*** Opening of Data ***

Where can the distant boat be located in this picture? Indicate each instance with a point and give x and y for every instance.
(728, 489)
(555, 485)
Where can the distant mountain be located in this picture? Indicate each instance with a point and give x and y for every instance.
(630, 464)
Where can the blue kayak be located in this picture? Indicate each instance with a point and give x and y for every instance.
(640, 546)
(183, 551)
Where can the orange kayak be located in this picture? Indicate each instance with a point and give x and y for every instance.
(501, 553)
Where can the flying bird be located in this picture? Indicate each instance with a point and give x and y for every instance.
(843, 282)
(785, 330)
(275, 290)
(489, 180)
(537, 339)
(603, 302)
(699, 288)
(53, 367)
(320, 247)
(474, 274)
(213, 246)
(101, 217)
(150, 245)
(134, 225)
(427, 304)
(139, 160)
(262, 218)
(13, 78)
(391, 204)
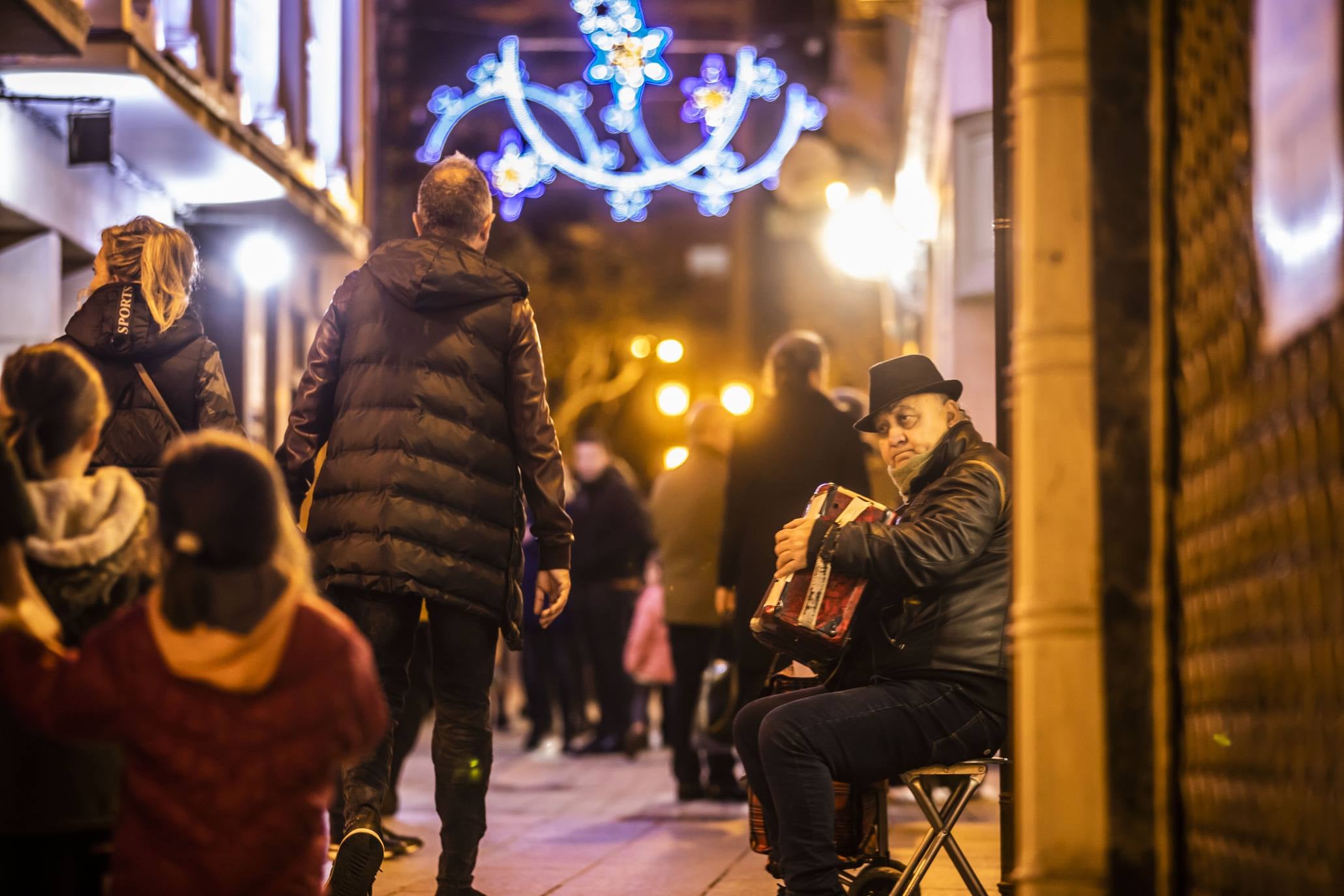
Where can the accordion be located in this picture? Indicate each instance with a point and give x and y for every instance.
(807, 616)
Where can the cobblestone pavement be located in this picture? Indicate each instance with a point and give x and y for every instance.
(606, 826)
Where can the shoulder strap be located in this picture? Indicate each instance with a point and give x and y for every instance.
(159, 398)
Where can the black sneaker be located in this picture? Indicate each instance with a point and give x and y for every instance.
(357, 864)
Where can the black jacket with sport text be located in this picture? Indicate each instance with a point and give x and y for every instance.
(115, 331)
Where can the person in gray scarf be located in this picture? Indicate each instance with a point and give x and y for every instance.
(923, 679)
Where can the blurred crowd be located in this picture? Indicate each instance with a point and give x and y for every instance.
(190, 683)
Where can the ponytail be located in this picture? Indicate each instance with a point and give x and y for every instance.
(53, 398)
(160, 258)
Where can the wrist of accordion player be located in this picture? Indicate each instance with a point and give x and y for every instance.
(822, 545)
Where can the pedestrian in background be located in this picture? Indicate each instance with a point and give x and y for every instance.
(162, 374)
(425, 385)
(854, 405)
(89, 555)
(792, 443)
(648, 660)
(234, 691)
(686, 509)
(612, 543)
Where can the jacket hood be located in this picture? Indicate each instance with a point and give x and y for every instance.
(433, 273)
(86, 520)
(235, 663)
(116, 325)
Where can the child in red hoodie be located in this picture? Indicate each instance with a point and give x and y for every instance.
(234, 689)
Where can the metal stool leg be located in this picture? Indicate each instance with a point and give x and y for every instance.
(941, 825)
(944, 822)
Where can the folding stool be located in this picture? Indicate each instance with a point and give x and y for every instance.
(890, 879)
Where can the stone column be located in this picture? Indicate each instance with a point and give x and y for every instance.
(1060, 730)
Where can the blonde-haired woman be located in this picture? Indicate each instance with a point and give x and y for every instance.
(138, 327)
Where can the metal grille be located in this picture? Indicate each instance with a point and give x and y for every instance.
(1260, 513)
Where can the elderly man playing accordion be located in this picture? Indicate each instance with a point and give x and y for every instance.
(922, 679)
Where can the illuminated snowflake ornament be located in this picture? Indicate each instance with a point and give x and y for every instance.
(515, 173)
(628, 57)
(708, 97)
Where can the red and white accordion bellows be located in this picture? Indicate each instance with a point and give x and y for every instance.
(807, 616)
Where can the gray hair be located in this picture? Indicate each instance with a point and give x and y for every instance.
(455, 200)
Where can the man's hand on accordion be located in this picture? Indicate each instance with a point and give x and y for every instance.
(790, 547)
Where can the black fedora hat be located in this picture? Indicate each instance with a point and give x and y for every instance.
(902, 378)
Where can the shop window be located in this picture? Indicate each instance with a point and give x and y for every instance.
(324, 87)
(173, 33)
(257, 65)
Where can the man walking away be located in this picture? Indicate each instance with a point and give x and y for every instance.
(795, 442)
(425, 383)
(687, 512)
(610, 546)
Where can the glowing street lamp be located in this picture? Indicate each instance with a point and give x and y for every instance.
(737, 399)
(675, 457)
(671, 351)
(262, 261)
(674, 399)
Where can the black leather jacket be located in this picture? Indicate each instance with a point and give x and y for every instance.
(941, 573)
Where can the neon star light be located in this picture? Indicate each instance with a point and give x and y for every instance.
(628, 55)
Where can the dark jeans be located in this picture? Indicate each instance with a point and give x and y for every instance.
(604, 617)
(548, 676)
(796, 745)
(73, 864)
(463, 649)
(420, 703)
(693, 649)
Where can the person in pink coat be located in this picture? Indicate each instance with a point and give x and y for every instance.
(648, 656)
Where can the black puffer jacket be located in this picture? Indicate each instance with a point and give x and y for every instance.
(942, 571)
(115, 331)
(425, 382)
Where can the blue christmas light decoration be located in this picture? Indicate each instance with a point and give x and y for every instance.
(627, 55)
(515, 173)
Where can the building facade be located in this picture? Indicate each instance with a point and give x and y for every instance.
(1176, 372)
(245, 121)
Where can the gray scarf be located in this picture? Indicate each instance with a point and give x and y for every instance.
(904, 476)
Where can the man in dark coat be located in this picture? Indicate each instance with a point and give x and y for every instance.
(425, 383)
(612, 542)
(923, 680)
(780, 456)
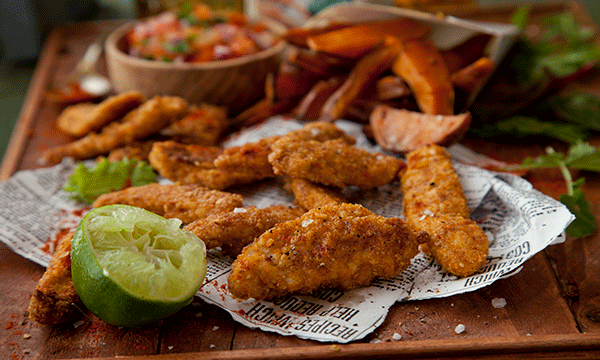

*** Close of Data ***

No picture is to appear in the copy; every entry above is otherwise to be printed verbatim.

Where can the distant boat be located in this picture? Indicate each instance with a point and give x and y for every instance.
(728, 489)
(555, 485)
Where can the distant mountain be located in this picture? Indicate each instance with a point and give x and y for every instance.
(630, 464)
Where can the blue kayak be located in this picture? Indicate each instance with a point and give x and y for every instance.
(640, 546)
(183, 551)
Where can the orange kayak be located in this picture? Indicate each instance with a point and give x and y for every instance.
(501, 553)
Where can the flying bird be located in this picture? Indicate each instance with a point and give x and y for every instance.
(843, 282)
(785, 330)
(275, 290)
(489, 180)
(537, 339)
(603, 302)
(699, 288)
(53, 367)
(320, 247)
(474, 274)
(213, 246)
(101, 217)
(150, 245)
(134, 225)
(427, 304)
(139, 160)
(262, 218)
(13, 78)
(391, 204)
Where can the accordion be located in this picture? Indicate each instance with a point and give x and y for every instance.
(807, 616)
Where can the cobblestone pavement be located in this picture? Indicate each instance with a point and give x and y for every instance.
(606, 826)
Where can the shoulder strap be located in this picture? Indicate each instance with a point and give x and y for every instance.
(159, 398)
Where can the black sneaker be located in this picture? Indicate each instance with a point and give x and y for every instance.
(357, 864)
Where can the black jacket with sport text be located in this picture? Indicate each instance with a point and give x and y for every instance.
(115, 331)
Where can the person in gray scarf be located in this picture? Indicate each instance with a point and give x and y for every instance.
(923, 679)
Where can the blurred crowd be located in this picture? Indicate each instance with a point and give x and y for every instance.
(190, 683)
Where can the ponytail be located in this picture? Indicate each instance with a point and give x and y for every instance.
(53, 398)
(160, 258)
Where can the wrist of accordion player be located in this picture? Indicate each instance with a point and give x and y for every instance.
(822, 545)
Where can the pedestrian in background be located in this picture? Indicate each instance with a point and give x and y for every instance.
(162, 374)
(425, 385)
(854, 405)
(89, 555)
(792, 443)
(648, 660)
(234, 691)
(686, 509)
(612, 543)
Where can the jacket hood be located in this picture? Indicate each instance with a point and give x and y for every instance.
(433, 273)
(86, 520)
(235, 663)
(116, 325)
Where can the child in red hoodie be located in this picture? Indicate each instance with a point and give x and y for every instance.
(234, 689)
Where can the metal stool leg be located in this picture? Indicate each instance with a point and give x and y for every instance.
(941, 825)
(944, 822)
Where can the folding stool be located in this picture? Indicate each instance with a point and give x and y for every instance.
(890, 879)
Where can the stone column be located in this picture? Indicate each instance with a point and give x and y for every instance.
(1060, 730)
Where can the blonde-haired woman be located in this picture? Indicate each instance with a point and give x and y for every instance.
(138, 327)
Where can the metal grille be located in this picture? Indicate each instance with a point and give x and y for every instance.
(1260, 513)
Where can the elderly man playing accordion be located in this picture? Indicate each instance with a point and give x and y for every instance.
(922, 679)
Where can the illuminated snowflake ornament be located in this picture? Indicate each instance with a point and give x and y for every instance.
(515, 173)
(628, 57)
(708, 97)
Where can the red and white accordion bellows be located in this picture? Indicate each instance with a point and give x and y for every instance.
(807, 616)
Where can the gray hair be located in this picture? Indicate each instance with a point and give x and y for every instance.
(455, 200)
Where can the man's hand on accordion be located in this picture? Indicate each instance with a point and give x and y for every instance.
(790, 547)
Where can the black fedora hat be located in this picture? Indicate each instance with a point and give x and y for every instance.
(902, 378)
Where can the shop window be located in this picture? Indicate each instance with a point and give x and y for every instance.
(324, 87)
(173, 33)
(257, 65)
Where can the man walking away be located in this picture? Indicate each instance with a point and give x and y for every instance.
(795, 442)
(425, 383)
(687, 512)
(610, 546)
Where can the glowing street lamp be located in this picture? Indicate each instance with a point and give x and y for every instance.
(737, 399)
(675, 457)
(671, 351)
(262, 261)
(674, 399)
Where can the black leather jacket be located in this picture? Indicate each instance with a point and give x and y for every instance.
(941, 573)
Where can the neon star light be located in this picture? Indicate each instance with a point and give x and y for every instance.
(628, 55)
Where can the dark jeans be located in this picture? Indicate each instance with a point and give x and y for every instance.
(604, 617)
(548, 676)
(796, 745)
(73, 864)
(463, 649)
(420, 703)
(693, 649)
Where can the person in pink coat be located in this picture? Indicate each instance with a point and give x and y for every instance.
(648, 656)
Where can the black puffer jacket be located in this picture? Indicate each instance with a point and give x and y for every instance.
(942, 571)
(115, 331)
(425, 382)
Where can the blue christmas light decoration be located in this picture? Indicate each instance with a point and give x and y for every instance.
(627, 55)
(515, 173)
Where can the building facade be located in this picture? Indicate each instance with a point and give x and y for every instance.
(1176, 372)
(245, 121)
Where can the gray scarf be located in this picture? Indicate each instance with a point and give x and y for every instance.
(904, 476)
Where can the man in dark coat be located in this picture? Indicate each instance with a point and give x and y for every instance.
(425, 383)
(612, 542)
(923, 680)
(780, 456)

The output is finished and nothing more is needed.